**The request:** Select every line in the records below that contains the string "blue", treating uppercase and lowercase as distinct, and copy each of those lines.

**Records:**
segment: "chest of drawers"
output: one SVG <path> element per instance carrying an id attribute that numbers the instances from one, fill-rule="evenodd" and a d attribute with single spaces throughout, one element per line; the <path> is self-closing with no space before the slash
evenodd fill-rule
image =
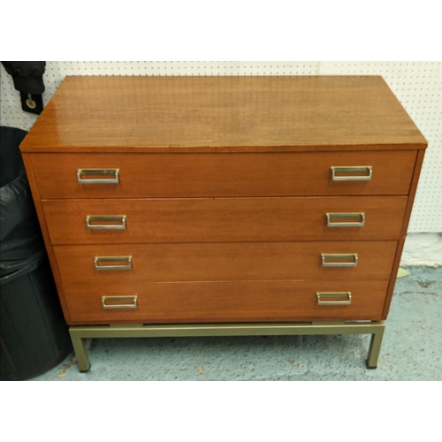
<path id="1" fill-rule="evenodd" d="M 327 332 L 376 367 L 426 145 L 380 77 L 67 77 L 20 149 L 80 369 Z"/>

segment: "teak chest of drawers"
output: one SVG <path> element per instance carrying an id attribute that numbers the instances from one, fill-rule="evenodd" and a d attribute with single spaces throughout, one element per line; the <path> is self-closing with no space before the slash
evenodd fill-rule
<path id="1" fill-rule="evenodd" d="M 20 149 L 80 370 L 324 333 L 376 367 L 426 145 L 380 77 L 67 77 Z"/>

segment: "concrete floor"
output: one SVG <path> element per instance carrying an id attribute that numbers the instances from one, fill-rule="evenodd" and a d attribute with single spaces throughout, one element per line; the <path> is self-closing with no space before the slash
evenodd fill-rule
<path id="1" fill-rule="evenodd" d="M 73 354 L 36 381 L 442 380 L 442 268 L 397 280 L 377 370 L 368 335 L 92 339 L 90 371 Z"/>

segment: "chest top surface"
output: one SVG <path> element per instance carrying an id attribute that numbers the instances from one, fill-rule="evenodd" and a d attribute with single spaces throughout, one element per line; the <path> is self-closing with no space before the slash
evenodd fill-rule
<path id="1" fill-rule="evenodd" d="M 424 149 L 378 76 L 66 77 L 23 152 Z"/>

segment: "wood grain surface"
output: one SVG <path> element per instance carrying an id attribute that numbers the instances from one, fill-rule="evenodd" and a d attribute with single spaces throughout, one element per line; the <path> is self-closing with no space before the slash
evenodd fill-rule
<path id="1" fill-rule="evenodd" d="M 133 284 L 103 292 L 65 285 L 71 324 L 379 320 L 388 281 L 231 281 Z M 316 292 L 351 292 L 351 305 L 319 306 Z M 102 296 L 138 296 L 103 309 Z"/>
<path id="2" fill-rule="evenodd" d="M 388 279 L 396 241 L 230 242 L 55 246 L 64 284 L 125 289 L 132 283 L 278 279 Z M 323 267 L 321 254 L 357 254 L 356 267 Z M 95 256 L 132 256 L 101 270 Z M 343 260 L 341 259 L 341 262 Z M 111 264 L 111 263 L 110 263 Z"/>
<path id="3" fill-rule="evenodd" d="M 377 76 L 88 76 L 65 79 L 21 149 L 379 145 L 416 149 L 426 141 Z"/>
<path id="4" fill-rule="evenodd" d="M 408 194 L 416 151 L 278 154 L 34 154 L 42 198 Z M 371 166 L 333 181 L 332 166 Z M 119 169 L 118 184 L 79 184 L 78 169 Z"/>
<path id="5" fill-rule="evenodd" d="M 55 244 L 397 240 L 406 196 L 43 200 Z M 329 227 L 326 212 L 364 212 L 363 227 Z M 87 216 L 126 216 L 125 230 L 88 230 Z"/>

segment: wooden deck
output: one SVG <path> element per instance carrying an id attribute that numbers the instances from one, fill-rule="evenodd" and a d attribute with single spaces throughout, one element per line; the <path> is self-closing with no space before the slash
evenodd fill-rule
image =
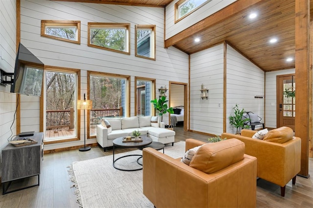
<path id="1" fill-rule="evenodd" d="M 96 128 L 90 128 L 90 134 L 96 134 Z M 87 131 L 86 131 L 87 133 Z M 59 129 L 52 129 L 45 131 L 45 138 L 58 138 L 62 137 L 73 137 L 74 136 L 74 129 L 69 129 L 68 127 L 64 127 Z"/>

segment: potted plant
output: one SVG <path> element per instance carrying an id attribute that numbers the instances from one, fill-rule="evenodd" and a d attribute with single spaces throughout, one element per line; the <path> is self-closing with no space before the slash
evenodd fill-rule
<path id="1" fill-rule="evenodd" d="M 139 132 L 139 129 L 133 132 L 133 137 L 135 138 L 135 140 L 139 140 L 139 136 L 141 135 L 141 134 Z"/>
<path id="2" fill-rule="evenodd" d="M 249 121 L 250 118 L 245 118 L 243 119 L 243 116 L 245 111 L 243 108 L 241 110 L 239 109 L 238 104 L 236 104 L 233 109 L 234 110 L 234 116 L 231 116 L 228 117 L 229 118 L 229 123 L 236 128 L 236 134 L 239 134 L 240 128 L 246 128 L 248 127 L 249 126 L 246 125 L 245 123 L 247 121 Z"/>
<path id="3" fill-rule="evenodd" d="M 226 139 L 226 138 L 222 139 L 219 136 L 215 135 L 215 137 L 209 138 L 207 140 L 210 142 L 217 142 L 218 141 L 223 141 L 223 140 L 225 140 Z"/>
<path id="4" fill-rule="evenodd" d="M 158 115 L 161 116 L 161 122 L 163 122 L 163 115 L 168 113 L 169 114 L 174 114 L 174 111 L 172 107 L 168 108 L 166 103 L 168 100 L 166 100 L 166 97 L 164 96 L 161 96 L 158 100 L 156 98 L 151 100 L 151 103 L 153 104 L 153 107 L 158 111 Z"/>

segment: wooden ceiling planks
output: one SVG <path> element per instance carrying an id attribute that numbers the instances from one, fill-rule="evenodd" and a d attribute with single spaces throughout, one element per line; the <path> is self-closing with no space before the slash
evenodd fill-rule
<path id="1" fill-rule="evenodd" d="M 165 7 L 173 0 L 54 0 L 136 6 Z M 165 47 L 174 46 L 191 54 L 224 41 L 266 71 L 295 67 L 295 0 L 238 0 L 184 31 L 165 40 Z M 313 0 L 310 0 L 313 14 Z M 247 20 L 251 11 L 258 16 Z M 311 17 L 311 19 L 312 16 Z M 201 41 L 195 43 L 194 38 Z M 269 39 L 278 42 L 269 44 Z"/>
<path id="2" fill-rule="evenodd" d="M 153 6 L 165 7 L 173 0 L 50 0 L 61 1 L 81 2 L 85 3 L 106 3 L 129 6 Z"/>

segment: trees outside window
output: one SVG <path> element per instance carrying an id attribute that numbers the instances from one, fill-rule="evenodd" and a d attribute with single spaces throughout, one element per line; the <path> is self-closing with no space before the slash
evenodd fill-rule
<path id="1" fill-rule="evenodd" d="M 175 19 L 177 22 L 212 0 L 180 0 L 175 4 Z"/>
<path id="2" fill-rule="evenodd" d="M 130 54 L 129 23 L 88 23 L 88 46 Z"/>
<path id="3" fill-rule="evenodd" d="M 94 136 L 101 118 L 126 116 L 127 78 L 92 74 L 89 77 L 89 99 L 92 101 L 89 135 Z"/>
<path id="4" fill-rule="evenodd" d="M 80 44 L 80 21 L 42 20 L 42 36 Z"/>
<path id="5" fill-rule="evenodd" d="M 135 26 L 135 55 L 156 60 L 156 25 Z"/>
<path id="6" fill-rule="evenodd" d="M 47 70 L 45 77 L 46 139 L 76 137 L 77 74 Z"/>

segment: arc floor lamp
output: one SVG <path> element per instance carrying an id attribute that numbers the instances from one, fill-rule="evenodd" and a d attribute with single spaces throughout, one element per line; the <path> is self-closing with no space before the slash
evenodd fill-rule
<path id="1" fill-rule="evenodd" d="M 85 118 L 85 112 L 86 110 L 90 110 L 92 107 L 92 101 L 91 100 L 86 100 L 86 94 L 84 93 L 84 100 L 77 100 L 77 110 L 84 110 L 84 147 L 79 148 L 81 152 L 85 152 L 90 150 L 89 146 L 86 147 L 86 122 Z"/>

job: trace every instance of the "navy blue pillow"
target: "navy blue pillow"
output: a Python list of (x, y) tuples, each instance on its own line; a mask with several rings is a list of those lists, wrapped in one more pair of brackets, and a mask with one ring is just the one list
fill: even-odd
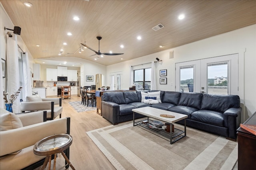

**Exercise solution:**
job: trace every instance of the "navy blue pillow"
target: "navy blue pillow"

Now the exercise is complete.